▸ Records provided:
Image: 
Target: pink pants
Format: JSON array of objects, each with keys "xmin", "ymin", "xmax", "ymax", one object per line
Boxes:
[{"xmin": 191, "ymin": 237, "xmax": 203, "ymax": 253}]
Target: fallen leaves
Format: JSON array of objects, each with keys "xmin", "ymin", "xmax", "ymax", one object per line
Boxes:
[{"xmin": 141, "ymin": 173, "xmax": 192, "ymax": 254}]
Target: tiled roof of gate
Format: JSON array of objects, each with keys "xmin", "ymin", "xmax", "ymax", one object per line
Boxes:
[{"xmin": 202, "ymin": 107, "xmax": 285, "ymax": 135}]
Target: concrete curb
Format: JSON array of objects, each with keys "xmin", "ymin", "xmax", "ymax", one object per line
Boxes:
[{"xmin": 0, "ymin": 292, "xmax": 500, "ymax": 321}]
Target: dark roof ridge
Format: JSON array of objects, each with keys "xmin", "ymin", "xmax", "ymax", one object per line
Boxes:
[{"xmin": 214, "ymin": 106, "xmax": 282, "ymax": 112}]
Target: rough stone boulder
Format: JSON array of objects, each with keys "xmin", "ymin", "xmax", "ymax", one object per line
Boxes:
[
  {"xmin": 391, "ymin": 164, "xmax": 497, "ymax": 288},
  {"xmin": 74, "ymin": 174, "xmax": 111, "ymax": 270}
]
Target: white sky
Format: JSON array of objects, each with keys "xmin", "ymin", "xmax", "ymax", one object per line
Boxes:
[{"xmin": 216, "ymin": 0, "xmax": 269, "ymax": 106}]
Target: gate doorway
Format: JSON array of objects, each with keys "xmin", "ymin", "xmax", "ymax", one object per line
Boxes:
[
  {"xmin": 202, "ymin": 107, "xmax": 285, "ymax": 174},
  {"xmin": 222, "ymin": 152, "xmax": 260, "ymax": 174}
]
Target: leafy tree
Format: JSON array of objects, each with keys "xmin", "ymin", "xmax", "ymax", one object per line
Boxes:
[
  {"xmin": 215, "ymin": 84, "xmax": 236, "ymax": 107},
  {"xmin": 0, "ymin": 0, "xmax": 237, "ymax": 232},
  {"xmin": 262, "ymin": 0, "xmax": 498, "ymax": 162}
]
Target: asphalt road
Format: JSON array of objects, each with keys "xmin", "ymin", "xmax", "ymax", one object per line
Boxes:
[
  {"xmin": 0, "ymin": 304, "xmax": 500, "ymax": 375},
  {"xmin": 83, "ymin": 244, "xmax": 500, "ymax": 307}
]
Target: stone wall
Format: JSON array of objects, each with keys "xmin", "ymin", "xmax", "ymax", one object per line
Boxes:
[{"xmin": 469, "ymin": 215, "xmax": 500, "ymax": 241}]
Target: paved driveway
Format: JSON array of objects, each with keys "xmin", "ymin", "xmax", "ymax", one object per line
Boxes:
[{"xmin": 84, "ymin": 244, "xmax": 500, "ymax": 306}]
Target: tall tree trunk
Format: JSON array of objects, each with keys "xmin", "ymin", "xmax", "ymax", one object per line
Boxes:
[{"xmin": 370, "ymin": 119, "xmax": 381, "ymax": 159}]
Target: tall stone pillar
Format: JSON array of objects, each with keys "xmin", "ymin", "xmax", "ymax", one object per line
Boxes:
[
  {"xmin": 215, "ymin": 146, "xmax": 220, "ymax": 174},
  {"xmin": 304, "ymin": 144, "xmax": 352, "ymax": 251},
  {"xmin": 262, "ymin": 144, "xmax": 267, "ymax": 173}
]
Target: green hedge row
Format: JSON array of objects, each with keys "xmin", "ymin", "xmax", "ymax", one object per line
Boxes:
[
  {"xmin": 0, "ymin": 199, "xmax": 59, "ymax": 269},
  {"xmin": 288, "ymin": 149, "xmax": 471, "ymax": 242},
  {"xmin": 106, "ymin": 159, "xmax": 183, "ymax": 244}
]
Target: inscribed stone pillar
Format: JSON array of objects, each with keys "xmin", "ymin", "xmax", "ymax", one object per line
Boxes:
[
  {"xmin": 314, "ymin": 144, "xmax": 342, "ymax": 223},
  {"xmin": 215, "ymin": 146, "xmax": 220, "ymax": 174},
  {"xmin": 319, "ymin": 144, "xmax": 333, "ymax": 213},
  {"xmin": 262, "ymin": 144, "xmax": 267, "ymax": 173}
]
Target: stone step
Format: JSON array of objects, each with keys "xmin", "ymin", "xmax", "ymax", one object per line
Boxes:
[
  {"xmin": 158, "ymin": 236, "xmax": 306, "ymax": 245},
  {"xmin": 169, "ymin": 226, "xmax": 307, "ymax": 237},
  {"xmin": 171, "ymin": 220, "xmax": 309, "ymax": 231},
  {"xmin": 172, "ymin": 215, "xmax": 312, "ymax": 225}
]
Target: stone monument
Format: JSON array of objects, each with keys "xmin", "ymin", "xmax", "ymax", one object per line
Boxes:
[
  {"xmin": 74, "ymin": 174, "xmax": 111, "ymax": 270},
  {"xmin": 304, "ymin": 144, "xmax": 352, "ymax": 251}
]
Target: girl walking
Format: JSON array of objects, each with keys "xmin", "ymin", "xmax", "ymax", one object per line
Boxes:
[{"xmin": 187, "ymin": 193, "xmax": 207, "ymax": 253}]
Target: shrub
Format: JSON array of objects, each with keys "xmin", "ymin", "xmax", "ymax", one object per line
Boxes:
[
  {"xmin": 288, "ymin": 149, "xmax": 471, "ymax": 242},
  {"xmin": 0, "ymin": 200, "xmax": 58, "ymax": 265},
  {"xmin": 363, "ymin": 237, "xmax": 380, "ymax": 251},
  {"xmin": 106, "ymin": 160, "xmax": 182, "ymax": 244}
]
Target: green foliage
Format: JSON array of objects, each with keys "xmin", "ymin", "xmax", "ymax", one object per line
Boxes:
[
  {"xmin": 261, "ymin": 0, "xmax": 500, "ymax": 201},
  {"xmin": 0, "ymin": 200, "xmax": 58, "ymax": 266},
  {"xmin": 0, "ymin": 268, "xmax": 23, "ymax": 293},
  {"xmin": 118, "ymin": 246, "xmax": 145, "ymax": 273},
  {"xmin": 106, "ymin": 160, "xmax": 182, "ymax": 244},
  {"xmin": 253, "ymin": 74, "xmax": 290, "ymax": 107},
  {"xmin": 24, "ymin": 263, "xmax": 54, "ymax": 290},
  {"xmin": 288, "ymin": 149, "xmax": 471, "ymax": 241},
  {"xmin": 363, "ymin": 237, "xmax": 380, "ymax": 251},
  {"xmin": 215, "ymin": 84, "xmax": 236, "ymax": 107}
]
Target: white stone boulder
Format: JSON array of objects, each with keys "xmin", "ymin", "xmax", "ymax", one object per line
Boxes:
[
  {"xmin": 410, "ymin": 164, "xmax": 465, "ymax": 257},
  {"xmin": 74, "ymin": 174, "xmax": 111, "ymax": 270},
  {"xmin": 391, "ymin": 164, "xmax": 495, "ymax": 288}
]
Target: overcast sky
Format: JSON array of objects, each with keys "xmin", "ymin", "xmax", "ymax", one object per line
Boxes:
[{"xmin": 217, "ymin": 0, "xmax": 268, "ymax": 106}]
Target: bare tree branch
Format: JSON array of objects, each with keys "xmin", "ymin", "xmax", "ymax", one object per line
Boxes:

▸ Directions for this task: Each entry is to be returned in full, character for character.

▸ Correct answer:
Image: 
Target: pink pants
Format: JSON array of objects, each with keys "xmin", "ymin", "xmax", "ymax", one object per line
Boxes:
[{"xmin": 191, "ymin": 237, "xmax": 203, "ymax": 253}]
Target: fallen leaves
Format: JSON array of objects, each with keys "xmin", "ymin", "xmax", "ymax", one object per line
Boxes:
[{"xmin": 141, "ymin": 173, "xmax": 192, "ymax": 254}]
Target: tiled roof of gate
Format: JSON array of objects, each with keys "xmin", "ymin", "xmax", "ymax", one object per line
Boxes:
[{"xmin": 202, "ymin": 107, "xmax": 285, "ymax": 135}]
Target: concrete curb
Format: JSON array of objects, each with keys "xmin", "ymin", "xmax", "ymax", one object per line
Boxes:
[{"xmin": 0, "ymin": 292, "xmax": 500, "ymax": 321}]
Target: dark roof ridge
Format: JSON array of objects, each with keys "xmin", "ymin", "xmax", "ymax", one object per line
Boxes:
[{"xmin": 214, "ymin": 106, "xmax": 282, "ymax": 112}]
Target: rough stone boulder
Format: JSON array of objects, each with keys "xmin", "ymin", "xmax", "ymax", one object per line
Boxes:
[
  {"xmin": 391, "ymin": 164, "xmax": 497, "ymax": 288},
  {"xmin": 74, "ymin": 174, "xmax": 111, "ymax": 270}
]
Target: white sky
Format: JSON array of objects, each with keys "xmin", "ymin", "xmax", "ymax", one object per line
Boxes:
[{"xmin": 216, "ymin": 0, "xmax": 269, "ymax": 106}]
Target: gate doorway
Format: JSON array of objects, each with keys "xmin", "ymin", "xmax", "ymax", one object per line
Boxes:
[
  {"xmin": 202, "ymin": 107, "xmax": 285, "ymax": 174},
  {"xmin": 222, "ymin": 152, "xmax": 260, "ymax": 174}
]
Target: leafy tree
Format: JSON array of objects, each with keys "xmin", "ymin", "xmax", "ymax", one object per line
Boxes:
[
  {"xmin": 215, "ymin": 84, "xmax": 236, "ymax": 107},
  {"xmin": 0, "ymin": 0, "xmax": 237, "ymax": 232},
  {"xmin": 262, "ymin": 0, "xmax": 498, "ymax": 162}
]
Target: asphalt road
Format: JSON array of objects, each with keys "xmin", "ymin", "xmax", "ymax", one object per line
Boxes:
[
  {"xmin": 0, "ymin": 304, "xmax": 500, "ymax": 375},
  {"xmin": 83, "ymin": 244, "xmax": 500, "ymax": 307}
]
Target: stone wall
Format: JSON array of objects, each with keys "xmin", "ymin", "xmax", "ymax", one object per line
Boxes:
[{"xmin": 469, "ymin": 215, "xmax": 500, "ymax": 241}]
Target: paved driveway
Format: JSON array of objects, each with keys "xmin", "ymin", "xmax", "ymax", one object per line
Boxes:
[{"xmin": 84, "ymin": 244, "xmax": 500, "ymax": 306}]
Target: tall tree trunk
Format: JSON array of objects, each with keys "xmin", "ymin", "xmax", "ymax", one object per line
Boxes:
[{"xmin": 370, "ymin": 119, "xmax": 381, "ymax": 159}]
Target: tall stone pillar
Format: JSON array of objects, each with keys "xmin", "ymin", "xmax", "ymax", one object per line
Boxes:
[
  {"xmin": 215, "ymin": 146, "xmax": 220, "ymax": 174},
  {"xmin": 304, "ymin": 144, "xmax": 352, "ymax": 251},
  {"xmin": 262, "ymin": 144, "xmax": 267, "ymax": 173}
]
Target: green hedge row
Format: JSON array of objects, each with keys "xmin", "ymin", "xmax", "ymax", one object per line
Boxes:
[
  {"xmin": 0, "ymin": 199, "xmax": 59, "ymax": 269},
  {"xmin": 288, "ymin": 149, "xmax": 471, "ymax": 242},
  {"xmin": 106, "ymin": 159, "xmax": 183, "ymax": 244}
]
Target: inscribed stone pillar
Format: JSON array of objects, each with keys "xmin", "ymin", "xmax", "ymax", one object per line
Boxes:
[
  {"xmin": 314, "ymin": 144, "xmax": 342, "ymax": 223},
  {"xmin": 215, "ymin": 146, "xmax": 220, "ymax": 174},
  {"xmin": 319, "ymin": 144, "xmax": 333, "ymax": 213},
  {"xmin": 262, "ymin": 144, "xmax": 267, "ymax": 173}
]
Target: stone step
Format: JSON array of objects, each with keys "xmin", "ymin", "xmax", "ymax", one object per line
Boxes:
[
  {"xmin": 158, "ymin": 236, "xmax": 306, "ymax": 245},
  {"xmin": 169, "ymin": 226, "xmax": 307, "ymax": 237},
  {"xmin": 171, "ymin": 220, "xmax": 309, "ymax": 231},
  {"xmin": 172, "ymin": 215, "xmax": 312, "ymax": 225}
]
Target: stone monument
Format: JSON array of objects, each with keys "xmin", "ymin", "xmax", "ymax", one object per line
Boxes:
[
  {"xmin": 74, "ymin": 174, "xmax": 111, "ymax": 270},
  {"xmin": 304, "ymin": 144, "xmax": 352, "ymax": 251}
]
Target: girl walking
Format: JSON array of objects, each with keys "xmin", "ymin", "xmax", "ymax", one object per line
Boxes:
[{"xmin": 187, "ymin": 193, "xmax": 207, "ymax": 253}]
Target: shrub
Format: JSON array of objects, each with keys "xmin", "ymin", "xmax", "ymax", one object per line
Boxes:
[
  {"xmin": 288, "ymin": 149, "xmax": 471, "ymax": 242},
  {"xmin": 0, "ymin": 200, "xmax": 58, "ymax": 265},
  {"xmin": 363, "ymin": 237, "xmax": 380, "ymax": 251},
  {"xmin": 106, "ymin": 160, "xmax": 182, "ymax": 244}
]
Target: green foliage
Format: JSON array of objects, each with keys "xmin", "ymin", "xmax", "ymax", one object per line
Boxes:
[
  {"xmin": 261, "ymin": 0, "xmax": 500, "ymax": 201},
  {"xmin": 0, "ymin": 200, "xmax": 58, "ymax": 266},
  {"xmin": 0, "ymin": 268, "xmax": 23, "ymax": 293},
  {"xmin": 118, "ymin": 246, "xmax": 145, "ymax": 273},
  {"xmin": 106, "ymin": 160, "xmax": 182, "ymax": 244},
  {"xmin": 253, "ymin": 74, "xmax": 290, "ymax": 107},
  {"xmin": 24, "ymin": 263, "xmax": 54, "ymax": 290},
  {"xmin": 288, "ymin": 149, "xmax": 471, "ymax": 241},
  {"xmin": 363, "ymin": 237, "xmax": 380, "ymax": 251},
  {"xmin": 215, "ymin": 84, "xmax": 236, "ymax": 107}
]
Target: white stone boulder
Format: JSON array of objects, each with keys "xmin", "ymin", "xmax", "ymax", one object per line
Boxes:
[
  {"xmin": 410, "ymin": 164, "xmax": 465, "ymax": 257},
  {"xmin": 74, "ymin": 174, "xmax": 111, "ymax": 270},
  {"xmin": 391, "ymin": 164, "xmax": 495, "ymax": 288}
]
Target: overcast sky
Format: JSON array of objects, each with keys "xmin", "ymin", "xmax", "ymax", one object per line
Boxes:
[{"xmin": 217, "ymin": 0, "xmax": 268, "ymax": 106}]
Target: bare tree branch
Format: JSON array of objects, each with keys "xmin", "ymin", "xmax", "ymax", one object per line
Boxes:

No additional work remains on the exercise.